* BEGIN DATA SUPPLIED *
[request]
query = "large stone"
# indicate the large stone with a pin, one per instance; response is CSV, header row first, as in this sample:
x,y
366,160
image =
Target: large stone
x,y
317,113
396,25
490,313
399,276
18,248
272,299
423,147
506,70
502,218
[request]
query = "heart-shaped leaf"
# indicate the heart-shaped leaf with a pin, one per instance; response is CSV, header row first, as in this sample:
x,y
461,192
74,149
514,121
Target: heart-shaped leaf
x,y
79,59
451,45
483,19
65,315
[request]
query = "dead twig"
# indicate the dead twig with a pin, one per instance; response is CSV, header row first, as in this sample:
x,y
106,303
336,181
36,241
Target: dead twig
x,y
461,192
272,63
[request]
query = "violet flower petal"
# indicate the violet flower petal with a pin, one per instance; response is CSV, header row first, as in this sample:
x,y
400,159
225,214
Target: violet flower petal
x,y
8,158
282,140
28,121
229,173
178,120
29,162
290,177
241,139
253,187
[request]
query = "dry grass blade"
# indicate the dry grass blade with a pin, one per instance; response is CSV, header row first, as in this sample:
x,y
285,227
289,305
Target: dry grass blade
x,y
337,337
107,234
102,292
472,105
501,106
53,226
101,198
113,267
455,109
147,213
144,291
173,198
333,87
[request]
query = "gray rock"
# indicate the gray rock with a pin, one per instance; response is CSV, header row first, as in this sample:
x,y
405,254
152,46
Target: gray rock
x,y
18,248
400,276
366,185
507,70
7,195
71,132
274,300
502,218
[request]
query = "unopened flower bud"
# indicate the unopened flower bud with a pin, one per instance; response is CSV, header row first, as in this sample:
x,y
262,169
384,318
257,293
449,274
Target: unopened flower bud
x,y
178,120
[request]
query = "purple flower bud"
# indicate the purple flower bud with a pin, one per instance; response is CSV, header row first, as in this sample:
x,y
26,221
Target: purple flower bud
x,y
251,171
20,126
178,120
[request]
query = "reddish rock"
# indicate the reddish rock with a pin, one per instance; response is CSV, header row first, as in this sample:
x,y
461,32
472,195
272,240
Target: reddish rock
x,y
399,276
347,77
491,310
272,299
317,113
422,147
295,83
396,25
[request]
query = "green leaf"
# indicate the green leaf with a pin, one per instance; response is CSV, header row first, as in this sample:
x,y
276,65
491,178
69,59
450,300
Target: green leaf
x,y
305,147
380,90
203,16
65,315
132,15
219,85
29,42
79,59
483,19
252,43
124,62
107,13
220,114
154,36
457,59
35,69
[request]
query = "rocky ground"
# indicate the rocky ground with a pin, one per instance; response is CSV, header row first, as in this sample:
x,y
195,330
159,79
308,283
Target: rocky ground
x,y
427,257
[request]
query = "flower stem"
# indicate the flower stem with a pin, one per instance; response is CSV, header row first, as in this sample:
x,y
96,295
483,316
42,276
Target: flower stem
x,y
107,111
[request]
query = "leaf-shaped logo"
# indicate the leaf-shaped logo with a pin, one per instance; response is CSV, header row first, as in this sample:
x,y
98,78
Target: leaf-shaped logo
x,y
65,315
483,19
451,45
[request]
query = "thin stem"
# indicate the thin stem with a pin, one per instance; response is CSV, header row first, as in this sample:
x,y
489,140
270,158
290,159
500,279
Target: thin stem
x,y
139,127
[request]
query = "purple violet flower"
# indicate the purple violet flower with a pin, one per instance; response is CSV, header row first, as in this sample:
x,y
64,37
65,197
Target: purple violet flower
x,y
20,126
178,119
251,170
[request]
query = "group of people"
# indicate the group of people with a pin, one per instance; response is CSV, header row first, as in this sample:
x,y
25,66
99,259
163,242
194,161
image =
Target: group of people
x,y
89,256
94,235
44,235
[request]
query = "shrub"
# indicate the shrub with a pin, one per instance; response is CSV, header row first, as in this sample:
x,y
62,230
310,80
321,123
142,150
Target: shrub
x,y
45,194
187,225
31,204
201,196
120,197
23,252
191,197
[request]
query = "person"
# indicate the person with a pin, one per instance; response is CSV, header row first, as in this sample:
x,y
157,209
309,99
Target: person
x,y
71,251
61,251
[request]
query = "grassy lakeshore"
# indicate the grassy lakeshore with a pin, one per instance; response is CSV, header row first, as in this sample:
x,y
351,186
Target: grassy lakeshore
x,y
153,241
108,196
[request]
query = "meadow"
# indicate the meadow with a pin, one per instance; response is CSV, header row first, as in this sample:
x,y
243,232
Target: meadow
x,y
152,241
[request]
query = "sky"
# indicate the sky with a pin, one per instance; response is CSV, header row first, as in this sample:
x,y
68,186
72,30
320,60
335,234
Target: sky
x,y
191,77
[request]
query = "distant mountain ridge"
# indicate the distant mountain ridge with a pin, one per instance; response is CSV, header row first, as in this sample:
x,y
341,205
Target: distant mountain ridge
* END DATA SUPPLIED *
# TASK PROMPT:
Reproduce the full listing word for word.

# TASK SOLUTION:
[request]
query = "large stone"
# indicate the large stone with a pin, one per instance; response is CSV, header row first, as in this sample:
x,y
366,160
image =
Target: large stone
x,y
317,113
396,25
490,313
399,276
18,248
272,299
423,147
506,70
502,218
[request]
query = "heart-shaped leaf"
# indicate the heart-shaped leaf with a pin, one per instance; response is CSV, header row first, as in this sample:
x,y
461,192
74,149
514,121
Target: heart-shaped leaf
x,y
79,59
451,45
483,19
65,315
[request]
query = "dead twig"
# indicate the dead twig with a pin, one per instance; response is CSV, header row first, as in this sample:
x,y
106,303
336,181
36,241
Target: dead twig
x,y
461,192
272,63
[request]
query = "violet flower petal"
# indicate the violet flower petal with a pin, one per instance; response is CSV, header row first, as in this sample:
x,y
400,159
225,214
Target: violet flower petal
x,y
8,158
282,140
28,121
229,173
178,120
29,162
290,177
241,139
253,187
[request]
query = "dry grass blade"
# indicate the dry grass blade with a pin, one per instance; response is CSV, header row first, as in this sample:
x,y
285,227
289,305
Target: dry grass blade
x,y
337,337
107,234
102,292
472,105
501,106
53,226
101,198
113,267
455,109
147,213
144,291
173,198
333,87
[request]
query = "gray rock"
# indicate the gray rock with a pin, one per instance; response is CSV, header row first, as in this sample:
x,y
405,254
152,46
Target: gray rock
x,y
18,248
400,276
366,185
507,70
7,195
71,132
274,300
502,218
[request]
query = "unopened flower bud"
# indicate the unopened flower bud with a pin, one per instance; response is CSV, header row first, as in this sample:
x,y
262,169
384,318
257,293
449,274
Target: unopened flower bud
x,y
178,120
[request]
query = "purple flower bud"
# indicate the purple flower bud with a pin, one per instance; response is CSV, header row first, as in this sample:
x,y
26,221
Target: purple flower bud
x,y
251,171
20,126
178,120
[request]
query = "reddish rock"
# indicate the reddish rock with a pin, one per instance; response is CSV, header row first, as in this sample:
x,y
461,32
472,195
272,240
Target: reddish rock
x,y
399,276
347,77
491,310
272,299
317,113
422,147
295,83
396,25
[request]
query = "green leaf"
# indicate the green leaf with a pin, one per instance; response is CSV, header row first, as in this sample:
x,y
276,65
491,178
69,59
450,300
Target: green leaf
x,y
305,147
380,90
203,16
65,315
132,15
219,85
29,42
79,59
483,19
252,43
124,62
107,13
220,114
154,36
457,59
35,69
[request]
query = "rocky ground"
# indicate the rocky ground with a pin, one per instance; response is CSV, header row first, as in this sample:
x,y
195,330
159,79
308,283
Target: rocky ground
x,y
427,257
[request]
query = "flower stem"
# indicate the flower stem with a pin, one per instance; response is CSV, header row first, as in this sample:
x,y
96,295
483,316
42,276
Target: flower stem
x,y
107,111
[request]
query = "leaf-shaped logo"
# indicate the leaf-shaped logo with a pin, one per instance; response is CSV, header row first, as in this sample:
x,y
98,78
Target: leaf-shaped logo
x,y
65,315
483,19
451,45
[request]
query = "thin stem"
# indicate the thin stem with a pin, one per instance; response is CSV, header row first, as in this sample:
x,y
489,140
270,158
290,159
500,279
Target: thin stem
x,y
139,127
[request]
query = "purple violet flower"
# indicate the purple violet flower with a pin, one per instance; response is CSV, header row first, as in this sample:
x,y
64,37
65,197
Target: purple violet flower
x,y
20,126
178,119
251,170
[request]
query = "group of people"
# indicate the group of people with a pin, one per instance; response is CSV, header row first, as in this sample:
x,y
25,66
99,259
163,242
194,161
image =
Target: group of people
x,y
89,256
94,235
44,235
[request]
query = "shrub"
# indicate the shrub with a pin, one per instance; response is CSV, header row first, as in this sample:
x,y
62,230
310,80
321,123
142,150
Target: shrub
x,y
45,194
187,225
31,204
201,196
120,197
23,252
191,197
[request]
query = "person"
# indicate the person with a pin, one per instance; response is CSV, header row first, as in this sample:
x,y
157,209
309,99
Target: person
x,y
71,251
61,251
[request]
query = "grassy lakeshore"
# indicate the grassy lakeshore with a pin, one per instance; response is CSV, header row first, as in this sample:
x,y
351,186
Target: grassy lakeshore
x,y
153,241
108,196
[request]
query = "meadow"
# indicate the meadow with a pin, one per instance; response is CSV, header row first, as in this sample:
x,y
243,232
Target: meadow
x,y
152,241
[request]
query = "sky"
# indicate the sky with a pin, one per instance; response is CSV, header row first, as in this sample:
x,y
68,186
72,30
320,60
335,234
Target: sky
x,y
191,77
[request]
query = "distant mountain ridge"
# indicate the distant mountain ridge with a pin, one per instance; response is CSV, header row first, as in this sample:
x,y
341,205
Target: distant mountain ridge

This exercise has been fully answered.